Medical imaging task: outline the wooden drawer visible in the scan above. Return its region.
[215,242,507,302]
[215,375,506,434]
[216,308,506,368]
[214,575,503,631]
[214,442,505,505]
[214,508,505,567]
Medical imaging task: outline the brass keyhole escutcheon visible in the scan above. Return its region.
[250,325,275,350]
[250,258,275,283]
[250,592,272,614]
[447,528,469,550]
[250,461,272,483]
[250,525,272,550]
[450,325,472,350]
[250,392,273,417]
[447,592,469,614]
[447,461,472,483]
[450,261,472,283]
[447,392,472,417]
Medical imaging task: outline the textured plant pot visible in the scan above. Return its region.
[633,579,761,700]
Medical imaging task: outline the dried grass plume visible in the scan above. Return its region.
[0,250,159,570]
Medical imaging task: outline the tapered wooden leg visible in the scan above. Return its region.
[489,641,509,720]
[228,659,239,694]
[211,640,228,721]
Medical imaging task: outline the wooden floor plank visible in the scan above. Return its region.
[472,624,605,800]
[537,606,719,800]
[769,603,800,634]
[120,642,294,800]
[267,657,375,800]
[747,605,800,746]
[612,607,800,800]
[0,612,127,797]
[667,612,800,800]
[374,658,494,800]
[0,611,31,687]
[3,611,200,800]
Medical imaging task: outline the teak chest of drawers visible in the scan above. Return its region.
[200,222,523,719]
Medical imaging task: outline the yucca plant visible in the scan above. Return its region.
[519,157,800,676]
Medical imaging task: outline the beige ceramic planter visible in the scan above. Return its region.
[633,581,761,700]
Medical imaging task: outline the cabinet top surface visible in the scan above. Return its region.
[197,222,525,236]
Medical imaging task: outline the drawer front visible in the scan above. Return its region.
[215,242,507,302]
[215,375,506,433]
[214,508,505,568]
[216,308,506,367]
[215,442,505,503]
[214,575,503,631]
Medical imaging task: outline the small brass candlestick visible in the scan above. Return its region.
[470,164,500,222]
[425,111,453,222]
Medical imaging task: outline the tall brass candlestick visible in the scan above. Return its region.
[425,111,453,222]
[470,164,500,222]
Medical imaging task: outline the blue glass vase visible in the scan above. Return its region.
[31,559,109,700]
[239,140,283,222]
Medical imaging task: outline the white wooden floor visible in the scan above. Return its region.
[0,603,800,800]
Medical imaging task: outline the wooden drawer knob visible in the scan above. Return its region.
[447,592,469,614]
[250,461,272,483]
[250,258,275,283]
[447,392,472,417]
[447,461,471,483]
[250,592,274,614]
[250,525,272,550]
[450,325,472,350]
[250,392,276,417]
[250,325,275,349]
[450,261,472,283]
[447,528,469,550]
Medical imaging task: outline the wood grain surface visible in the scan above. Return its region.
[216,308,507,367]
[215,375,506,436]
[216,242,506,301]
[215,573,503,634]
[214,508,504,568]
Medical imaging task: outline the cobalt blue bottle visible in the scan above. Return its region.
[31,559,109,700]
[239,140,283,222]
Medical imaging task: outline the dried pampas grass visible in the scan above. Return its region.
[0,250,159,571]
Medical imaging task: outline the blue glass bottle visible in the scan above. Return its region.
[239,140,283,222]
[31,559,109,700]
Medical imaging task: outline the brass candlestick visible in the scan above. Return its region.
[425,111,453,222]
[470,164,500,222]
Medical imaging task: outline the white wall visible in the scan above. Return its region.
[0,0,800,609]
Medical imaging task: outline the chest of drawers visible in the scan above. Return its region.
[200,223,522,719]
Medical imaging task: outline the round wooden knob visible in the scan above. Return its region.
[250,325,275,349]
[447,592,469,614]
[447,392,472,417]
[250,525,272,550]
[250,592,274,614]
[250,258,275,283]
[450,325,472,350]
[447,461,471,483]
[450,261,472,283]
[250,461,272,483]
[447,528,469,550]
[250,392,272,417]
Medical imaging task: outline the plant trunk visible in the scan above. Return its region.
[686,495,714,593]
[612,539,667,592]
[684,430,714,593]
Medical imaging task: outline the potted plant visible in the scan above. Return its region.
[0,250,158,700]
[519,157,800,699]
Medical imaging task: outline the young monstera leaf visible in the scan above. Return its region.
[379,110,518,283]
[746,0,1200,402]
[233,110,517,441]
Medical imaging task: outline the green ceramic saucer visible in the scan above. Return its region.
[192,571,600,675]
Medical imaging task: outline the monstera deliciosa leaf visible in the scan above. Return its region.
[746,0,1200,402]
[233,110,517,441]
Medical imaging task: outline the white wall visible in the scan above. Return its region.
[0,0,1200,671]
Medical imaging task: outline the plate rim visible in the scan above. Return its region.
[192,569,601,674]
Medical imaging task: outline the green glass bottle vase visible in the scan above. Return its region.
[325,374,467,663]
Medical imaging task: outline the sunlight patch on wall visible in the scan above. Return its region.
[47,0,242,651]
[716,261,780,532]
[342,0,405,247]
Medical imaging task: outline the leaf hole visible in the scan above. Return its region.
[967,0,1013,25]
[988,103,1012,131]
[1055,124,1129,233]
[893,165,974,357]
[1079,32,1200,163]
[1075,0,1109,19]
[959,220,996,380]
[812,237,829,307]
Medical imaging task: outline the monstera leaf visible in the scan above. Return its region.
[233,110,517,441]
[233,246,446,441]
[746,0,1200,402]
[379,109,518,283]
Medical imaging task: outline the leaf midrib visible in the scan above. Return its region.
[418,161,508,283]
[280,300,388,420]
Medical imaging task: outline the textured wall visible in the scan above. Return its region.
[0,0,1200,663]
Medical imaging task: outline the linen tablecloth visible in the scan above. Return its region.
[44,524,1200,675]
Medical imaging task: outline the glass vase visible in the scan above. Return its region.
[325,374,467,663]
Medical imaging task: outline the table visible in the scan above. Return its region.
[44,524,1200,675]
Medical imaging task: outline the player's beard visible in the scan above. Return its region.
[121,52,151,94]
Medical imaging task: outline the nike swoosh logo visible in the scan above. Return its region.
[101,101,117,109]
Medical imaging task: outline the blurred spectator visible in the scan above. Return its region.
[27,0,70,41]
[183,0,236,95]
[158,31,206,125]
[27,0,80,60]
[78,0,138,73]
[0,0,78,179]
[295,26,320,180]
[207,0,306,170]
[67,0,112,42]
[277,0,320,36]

+++

Change "cobalt blue" to "dark blue" in the stretch of the data from the line containing "Medical imaging task: outline the wood grain" through the line containing "[192,569,601,674]", and give back only those lines with nothing else altered.

Medical imaging task: outline the wood grain surface visible in the scan above. Return its region.
[216,308,507,367]
[215,375,506,436]
[216,242,506,301]
[215,573,503,634]
[214,508,504,568]
Medical imaging task: outline the dark blue bottle visible in the scan above. Return its region.
[31,559,109,700]
[239,140,283,222]
Medical imaging task: outline the dried pampas grass visible in the scan above. Return its region.
[0,250,159,571]
Medical imaging task: outline the blue glass bottle visible in the scan above. Return its region.
[239,140,283,222]
[31,559,109,700]
Medical imaging task: outline the brass candlestick visible in the scan above. Return its region.
[425,111,453,222]
[470,164,500,222]
Medical imaging task: outline the white wall visible in the scan above. Return its region.
[0,0,800,609]
Medical imaging task: outline the chest of drawers visible in the scan above. Return its region.
[200,223,522,719]
Medical imaging task: outline the round wooden knob visible in the scan above. Return its region.
[250,325,275,349]
[447,592,469,614]
[447,392,472,417]
[250,525,272,550]
[250,592,274,614]
[250,258,275,283]
[450,325,472,350]
[447,461,471,483]
[450,261,472,283]
[250,461,272,483]
[447,528,469,550]
[250,392,272,417]
Medical imaging task: outline the plant trunk visible in the scan above. Return its region.
[686,495,714,593]
[612,539,667,592]
[684,430,714,593]
Medical imaging task: outline the potted plant visible in the scan above. Return its region.
[0,250,158,700]
[519,157,800,699]
Medical imaging task: outline the young monstera leaf visible in the scan above. Return its region.
[379,110,518,283]
[746,0,1200,402]
[233,110,517,441]
Medical imaging task: outline the green ceramic saucer visible in the scan above. Return its region.
[192,571,600,675]
Medical imaging task: outline the monstera deliciosa leaf visible in the scan above. Return its region.
[746,0,1200,402]
[233,110,517,441]
Medical imaging task: outline the white wall visible in the scan above. Return its region.
[0,0,1200,671]
Medical imaging task: outline the plate rim visible in the scan above. Return its region.
[192,569,601,674]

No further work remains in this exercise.